# EXCERPT TO READ
* begin *
In [15]:
import matplotlib.pyplot as plt
from PIL import Image
from tensorflow.keras.preprocessing.image import ImageDataGenerator  
import numpy as np 
import pandas as pd
from string import ascii_letters
import nltk
nltk.download('punkt')
nltk.download('averaged_perceptron_tagger')
nltk.download('brown')

[nltk_data] Downloading package punkt to
[nltk_data]     C:\Users\User\AppData\Roaming\nltk_data...
[nltk_data]   Package punkt is already up-to-date!
[nltk_data] Downloading package averaged_perceptron_tagger to
[nltk_data]     C:\Users\User\AppData\Roaming\nltk_data...
[nltk_data]   Package averaged_perceptron_tagger is already up-to-
[nltk_data]       date!
[nltk_data] Downloading package brown to
[nltk_data]     C:\Users\User\AppData\Roaming\nltk_data...
[nltk_data]   Package brown is already up-to-date!


True

# PREPROCESSING THE INGREDIENTS

In [11]:
# need to remove these from ingredients
measurements = (['tablespoon', 'tbsp', 'teaspoon', 'tsp', 'cup', 'pint', 'pt', 
                 'quart', 'qt', 'gallon', 'gal', 'ounce', 'ounc', 'ounces', 'oz', 'fluid', 'fl', 'pound', 
                 'lb', 'liter', 'litre', 'l', 'ml', 'gram', 'g', 'inch', 'diameter', 'meter', 'medium',
                 'grill', 'cm', 'handful', 'size', 'firm', 'cupsg', 'cupsml', 'x', 'little'])
* end *
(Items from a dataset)
* begin *
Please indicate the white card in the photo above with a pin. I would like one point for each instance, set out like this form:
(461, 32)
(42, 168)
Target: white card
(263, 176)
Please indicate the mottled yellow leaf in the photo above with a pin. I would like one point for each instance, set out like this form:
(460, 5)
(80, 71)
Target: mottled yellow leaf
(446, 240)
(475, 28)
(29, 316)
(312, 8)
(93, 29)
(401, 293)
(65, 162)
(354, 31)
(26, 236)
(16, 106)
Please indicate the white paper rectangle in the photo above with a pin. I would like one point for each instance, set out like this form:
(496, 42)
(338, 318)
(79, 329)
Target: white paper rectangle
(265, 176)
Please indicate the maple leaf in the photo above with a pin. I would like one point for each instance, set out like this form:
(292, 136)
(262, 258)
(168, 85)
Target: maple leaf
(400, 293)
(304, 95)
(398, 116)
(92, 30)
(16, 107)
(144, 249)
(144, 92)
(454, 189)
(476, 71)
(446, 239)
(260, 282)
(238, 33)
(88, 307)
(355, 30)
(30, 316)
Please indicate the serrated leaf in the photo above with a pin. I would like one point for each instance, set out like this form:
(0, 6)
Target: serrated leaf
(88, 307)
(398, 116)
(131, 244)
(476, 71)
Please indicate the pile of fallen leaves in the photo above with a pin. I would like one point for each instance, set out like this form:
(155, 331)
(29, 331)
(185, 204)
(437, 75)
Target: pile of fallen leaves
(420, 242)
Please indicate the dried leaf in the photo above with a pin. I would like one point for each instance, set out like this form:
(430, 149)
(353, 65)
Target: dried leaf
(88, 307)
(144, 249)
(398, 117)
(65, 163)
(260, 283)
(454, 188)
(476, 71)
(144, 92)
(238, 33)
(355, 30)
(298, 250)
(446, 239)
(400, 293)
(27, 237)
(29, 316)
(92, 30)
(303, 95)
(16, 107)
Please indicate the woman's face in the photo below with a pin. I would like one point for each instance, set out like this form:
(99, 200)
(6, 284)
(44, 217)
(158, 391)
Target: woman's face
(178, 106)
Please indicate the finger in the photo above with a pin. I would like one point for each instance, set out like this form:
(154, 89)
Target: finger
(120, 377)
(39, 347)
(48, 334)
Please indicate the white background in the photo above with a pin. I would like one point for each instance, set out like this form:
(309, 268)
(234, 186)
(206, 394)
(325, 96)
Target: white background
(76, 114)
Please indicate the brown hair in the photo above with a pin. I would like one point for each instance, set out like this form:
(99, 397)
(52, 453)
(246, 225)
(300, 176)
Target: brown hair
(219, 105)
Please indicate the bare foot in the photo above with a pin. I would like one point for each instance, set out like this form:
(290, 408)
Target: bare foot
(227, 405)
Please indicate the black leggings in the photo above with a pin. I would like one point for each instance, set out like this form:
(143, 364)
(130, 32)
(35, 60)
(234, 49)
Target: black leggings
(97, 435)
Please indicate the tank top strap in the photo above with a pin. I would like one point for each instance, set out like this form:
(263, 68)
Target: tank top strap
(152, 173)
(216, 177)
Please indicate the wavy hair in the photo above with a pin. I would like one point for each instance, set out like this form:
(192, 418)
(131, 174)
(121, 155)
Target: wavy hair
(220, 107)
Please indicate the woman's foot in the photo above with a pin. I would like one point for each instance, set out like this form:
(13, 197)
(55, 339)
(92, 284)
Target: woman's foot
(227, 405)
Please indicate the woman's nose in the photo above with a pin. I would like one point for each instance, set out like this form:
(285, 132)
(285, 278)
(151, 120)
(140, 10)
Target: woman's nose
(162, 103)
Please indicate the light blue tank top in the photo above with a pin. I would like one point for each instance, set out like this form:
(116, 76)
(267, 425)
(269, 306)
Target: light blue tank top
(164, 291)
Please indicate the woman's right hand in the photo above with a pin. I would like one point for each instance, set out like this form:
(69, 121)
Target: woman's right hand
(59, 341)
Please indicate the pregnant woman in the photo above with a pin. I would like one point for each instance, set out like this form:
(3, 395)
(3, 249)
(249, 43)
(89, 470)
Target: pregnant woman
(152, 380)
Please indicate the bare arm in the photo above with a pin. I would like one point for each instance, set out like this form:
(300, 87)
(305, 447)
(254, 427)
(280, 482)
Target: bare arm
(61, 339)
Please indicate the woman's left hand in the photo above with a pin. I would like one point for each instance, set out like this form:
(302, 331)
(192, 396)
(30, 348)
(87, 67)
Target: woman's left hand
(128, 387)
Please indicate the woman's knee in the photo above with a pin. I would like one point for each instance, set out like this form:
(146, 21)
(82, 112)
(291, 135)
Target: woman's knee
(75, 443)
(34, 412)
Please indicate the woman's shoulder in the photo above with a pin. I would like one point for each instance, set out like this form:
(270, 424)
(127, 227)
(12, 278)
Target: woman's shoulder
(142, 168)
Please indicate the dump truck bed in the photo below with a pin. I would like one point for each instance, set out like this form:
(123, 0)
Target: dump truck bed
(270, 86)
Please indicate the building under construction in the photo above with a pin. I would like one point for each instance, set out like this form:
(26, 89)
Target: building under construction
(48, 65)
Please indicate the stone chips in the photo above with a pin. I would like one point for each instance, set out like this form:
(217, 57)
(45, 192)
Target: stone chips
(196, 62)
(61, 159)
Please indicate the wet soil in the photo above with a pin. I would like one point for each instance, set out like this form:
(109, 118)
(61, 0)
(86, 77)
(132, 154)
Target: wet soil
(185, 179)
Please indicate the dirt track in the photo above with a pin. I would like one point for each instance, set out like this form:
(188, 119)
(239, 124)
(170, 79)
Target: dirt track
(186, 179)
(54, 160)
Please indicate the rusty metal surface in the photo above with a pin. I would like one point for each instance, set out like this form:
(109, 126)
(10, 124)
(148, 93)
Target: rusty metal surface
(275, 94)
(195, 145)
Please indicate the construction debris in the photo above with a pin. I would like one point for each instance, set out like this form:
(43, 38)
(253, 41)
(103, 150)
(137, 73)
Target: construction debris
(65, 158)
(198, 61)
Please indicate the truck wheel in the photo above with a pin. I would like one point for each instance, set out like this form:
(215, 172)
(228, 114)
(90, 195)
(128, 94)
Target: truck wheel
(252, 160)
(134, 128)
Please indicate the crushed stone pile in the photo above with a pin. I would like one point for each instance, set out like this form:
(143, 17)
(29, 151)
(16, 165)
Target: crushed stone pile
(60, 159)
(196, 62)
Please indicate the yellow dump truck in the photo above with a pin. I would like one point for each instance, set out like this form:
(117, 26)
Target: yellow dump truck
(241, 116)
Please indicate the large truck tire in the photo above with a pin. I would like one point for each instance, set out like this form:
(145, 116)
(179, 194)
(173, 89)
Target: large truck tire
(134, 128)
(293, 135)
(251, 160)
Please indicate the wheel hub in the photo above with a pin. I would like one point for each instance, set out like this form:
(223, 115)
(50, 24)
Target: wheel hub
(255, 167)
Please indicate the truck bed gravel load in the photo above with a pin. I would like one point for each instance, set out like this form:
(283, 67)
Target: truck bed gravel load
* end *
# SHORT PROBLEM 1
In the notebook excerpt, which three NLTK packages are downloaded?
# SHORT PROBLEM 2
Rewrite the notebook excerpt from "[nltk_data] Downloading package punkt" to "brown is already up-to-date!", replacing "brown" with "wordnet".
The data stands apart from the notebook excerpt and is separate material.

# TASK RESULT 1
punkt, averaged_perceptron_tagger, and brown

# TASK RESULT 2
[nltk_data] Downloading package punkt to
[nltk_data]     C:\Users\User\AppData\Roaming\nltk_data...
[nltk_data]   Package punkt is already up-to-date!
[nltk_data] Downloading package averaged_perceptron_tagger to
[nltk_data]     C:\Users\User\AppData\Roaming\nltk_data...
[nltk_data]   Package averaged_perceptron_tagger is already up-to-
[nltk_data]       date!
[nltk_data] Downloading package wordnet to
[nltk_data]     C:\Users\User\AppData\Roaming\nltk_data...
[nltk_data]   Package wordnet is already up-to-date!